__Exercise prompt__.
Please reproduce the data below, replacing every occurrence of "Give the mask of" with "Return the outline of" and keeping all other text the same.

(Saved entries)
▼
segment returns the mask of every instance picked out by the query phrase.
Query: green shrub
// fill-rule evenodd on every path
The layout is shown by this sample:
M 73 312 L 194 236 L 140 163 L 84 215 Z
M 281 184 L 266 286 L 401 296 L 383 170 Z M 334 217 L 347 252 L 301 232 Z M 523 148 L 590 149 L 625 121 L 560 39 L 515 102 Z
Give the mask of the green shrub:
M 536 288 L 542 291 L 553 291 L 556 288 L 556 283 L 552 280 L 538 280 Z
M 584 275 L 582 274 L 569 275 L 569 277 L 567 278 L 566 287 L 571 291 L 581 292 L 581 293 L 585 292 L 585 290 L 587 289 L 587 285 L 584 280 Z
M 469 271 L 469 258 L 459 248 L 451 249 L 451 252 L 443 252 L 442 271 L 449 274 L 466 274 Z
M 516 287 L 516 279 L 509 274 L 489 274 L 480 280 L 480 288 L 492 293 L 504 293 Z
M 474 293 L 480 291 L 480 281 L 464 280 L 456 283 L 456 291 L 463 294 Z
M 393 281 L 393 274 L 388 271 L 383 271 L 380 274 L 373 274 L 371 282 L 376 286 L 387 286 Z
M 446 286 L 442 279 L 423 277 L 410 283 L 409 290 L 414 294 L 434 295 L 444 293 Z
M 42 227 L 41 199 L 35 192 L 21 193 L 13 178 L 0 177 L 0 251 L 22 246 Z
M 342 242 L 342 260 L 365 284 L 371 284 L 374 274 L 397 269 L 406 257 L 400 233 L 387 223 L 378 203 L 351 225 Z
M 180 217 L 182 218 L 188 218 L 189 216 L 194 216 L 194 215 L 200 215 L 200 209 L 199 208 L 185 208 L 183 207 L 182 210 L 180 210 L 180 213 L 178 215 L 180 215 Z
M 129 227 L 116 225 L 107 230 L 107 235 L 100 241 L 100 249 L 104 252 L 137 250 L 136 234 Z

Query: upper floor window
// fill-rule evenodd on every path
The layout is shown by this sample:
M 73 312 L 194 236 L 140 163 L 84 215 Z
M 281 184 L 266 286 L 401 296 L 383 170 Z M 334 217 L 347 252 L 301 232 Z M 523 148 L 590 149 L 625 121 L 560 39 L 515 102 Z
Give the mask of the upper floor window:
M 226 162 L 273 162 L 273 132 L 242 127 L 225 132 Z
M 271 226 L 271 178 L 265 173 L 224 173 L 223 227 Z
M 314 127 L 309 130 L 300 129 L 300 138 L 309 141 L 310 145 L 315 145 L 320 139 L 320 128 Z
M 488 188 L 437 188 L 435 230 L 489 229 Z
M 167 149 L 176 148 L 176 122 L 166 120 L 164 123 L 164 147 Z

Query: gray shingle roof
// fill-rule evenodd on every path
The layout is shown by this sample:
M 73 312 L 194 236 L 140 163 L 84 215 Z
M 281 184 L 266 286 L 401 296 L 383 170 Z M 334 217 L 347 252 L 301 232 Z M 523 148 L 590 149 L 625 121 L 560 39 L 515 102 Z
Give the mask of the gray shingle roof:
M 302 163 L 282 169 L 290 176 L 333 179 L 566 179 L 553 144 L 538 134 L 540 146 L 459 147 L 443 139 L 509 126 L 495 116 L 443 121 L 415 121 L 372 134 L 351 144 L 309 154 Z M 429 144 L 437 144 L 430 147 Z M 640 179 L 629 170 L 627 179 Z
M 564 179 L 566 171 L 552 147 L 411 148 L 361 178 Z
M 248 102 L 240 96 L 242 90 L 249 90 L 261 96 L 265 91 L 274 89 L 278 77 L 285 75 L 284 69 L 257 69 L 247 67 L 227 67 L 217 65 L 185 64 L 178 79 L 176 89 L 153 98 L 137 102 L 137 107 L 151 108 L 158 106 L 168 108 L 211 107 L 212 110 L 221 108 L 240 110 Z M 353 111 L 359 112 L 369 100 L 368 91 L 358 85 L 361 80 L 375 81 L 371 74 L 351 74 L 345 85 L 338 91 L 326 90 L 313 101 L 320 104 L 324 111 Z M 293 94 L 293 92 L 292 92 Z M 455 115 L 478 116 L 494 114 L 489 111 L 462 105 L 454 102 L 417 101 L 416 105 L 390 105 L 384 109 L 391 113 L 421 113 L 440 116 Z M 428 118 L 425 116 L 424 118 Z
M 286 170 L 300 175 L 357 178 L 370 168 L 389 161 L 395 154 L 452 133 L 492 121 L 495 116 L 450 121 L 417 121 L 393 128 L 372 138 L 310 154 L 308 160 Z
▲
__Answer to the exercise__.
segment returns the mask of every instance picked out by the query phrase.
Query: green shrub
// fill-rule evenodd on every path
The layout is shown by this sample:
M 73 312 L 194 236 L 140 163 L 84 215 Z
M 281 184 L 266 286 L 401 296 L 383 170 Z M 334 217 L 347 252 L 301 232 Z M 523 148 L 590 149 L 625 121 L 560 39 L 515 102 Z
Return the outline of the green shrub:
M 536 288 L 542 291 L 553 291 L 556 288 L 556 283 L 552 280 L 538 280 Z
M 584 275 L 582 274 L 569 275 L 569 277 L 567 278 L 566 287 L 571 291 L 581 292 L 581 293 L 585 292 L 585 290 L 587 289 L 587 285 L 584 280 Z
M 469 271 L 469 258 L 459 248 L 451 249 L 451 252 L 443 252 L 442 271 L 449 274 L 466 274 Z
M 516 287 L 516 279 L 509 274 L 489 274 L 480 280 L 480 288 L 492 293 L 504 293 Z
M 474 293 L 480 291 L 480 281 L 464 280 L 456 283 L 456 291 L 463 294 Z
M 393 281 L 393 274 L 388 271 L 383 271 L 380 274 L 373 274 L 371 282 L 376 286 L 387 286 Z
M 446 286 L 442 279 L 423 277 L 410 283 L 409 290 L 414 294 L 434 295 L 444 293 Z
M 42 227 L 41 199 L 35 192 L 21 193 L 13 178 L 0 177 L 0 251 L 22 246 Z
M 342 242 L 342 260 L 365 284 L 371 284 L 374 274 L 397 269 L 406 257 L 400 233 L 387 223 L 378 203 L 351 225 Z
M 180 217 L 182 218 L 188 218 L 189 216 L 194 216 L 194 215 L 200 215 L 200 209 L 199 208 L 185 208 L 183 207 L 182 210 L 180 210 L 180 213 L 178 215 L 180 215 Z
M 129 227 L 116 225 L 107 230 L 107 235 L 100 241 L 100 249 L 104 252 L 137 250 L 136 234 Z

Query: upper floor window
// fill-rule evenodd on every path
The layout is shown by this sample:
M 73 312 L 194 236 L 140 163 L 84 215 Z
M 281 184 L 266 286 L 401 296 L 383 170 Z M 334 217 L 347 252 L 301 232 Z M 523 148 L 590 149 L 625 121 L 560 39 L 515 102 Z
Return the outline of the upper floor window:
M 226 162 L 273 162 L 273 132 L 242 127 L 225 132 Z
M 271 226 L 271 178 L 265 173 L 224 173 L 223 227 Z
M 314 127 L 309 130 L 300 129 L 300 138 L 309 141 L 310 145 L 315 145 L 320 139 L 320 128 Z
M 488 188 L 437 188 L 435 230 L 489 229 Z
M 167 149 L 176 148 L 176 122 L 166 120 L 164 123 L 164 147 Z

Query: gray shingle roof
// fill-rule evenodd on every path
The layout is shown by this sample:
M 73 312 L 194 236 L 140 163 L 84 215 Z
M 281 184 L 266 286 L 401 296 L 383 170 Z M 334 217 L 347 252 L 301 232 Z M 523 148 L 590 149 L 625 121 L 560 39 L 515 102 Z
Return the outline of the gray shingle roof:
M 302 163 L 282 169 L 290 176 L 333 179 L 566 179 L 553 144 L 538 134 L 540 146 L 459 147 L 443 139 L 509 126 L 495 116 L 443 121 L 415 121 L 372 134 L 351 144 L 309 154 Z M 429 144 L 437 144 L 430 147 Z M 640 179 L 629 170 L 627 179 Z
M 564 179 L 566 171 L 552 147 L 411 148 L 361 178 Z
M 248 102 L 240 96 L 242 90 L 249 90 L 261 96 L 265 91 L 274 89 L 278 77 L 285 75 L 284 69 L 257 69 L 247 67 L 227 67 L 217 65 L 185 64 L 178 79 L 176 89 L 153 98 L 137 102 L 137 107 L 151 108 L 158 106 L 168 108 L 211 107 L 212 110 L 221 108 L 240 110 Z M 353 111 L 359 112 L 369 100 L 368 91 L 358 85 L 361 80 L 375 81 L 371 74 L 351 74 L 345 85 L 338 91 L 326 90 L 313 101 L 320 104 L 324 111 Z M 293 94 L 293 92 L 292 92 Z M 455 115 L 478 116 L 494 114 L 489 111 L 462 105 L 454 102 L 417 101 L 416 105 L 390 105 L 384 109 L 391 113 L 421 113 L 440 116 Z M 428 118 L 425 116 L 424 118 Z
M 286 170 L 300 175 L 357 178 L 370 168 L 389 161 L 395 154 L 452 133 L 492 121 L 495 116 L 450 121 L 417 121 L 393 128 L 372 138 L 310 154 L 308 160 Z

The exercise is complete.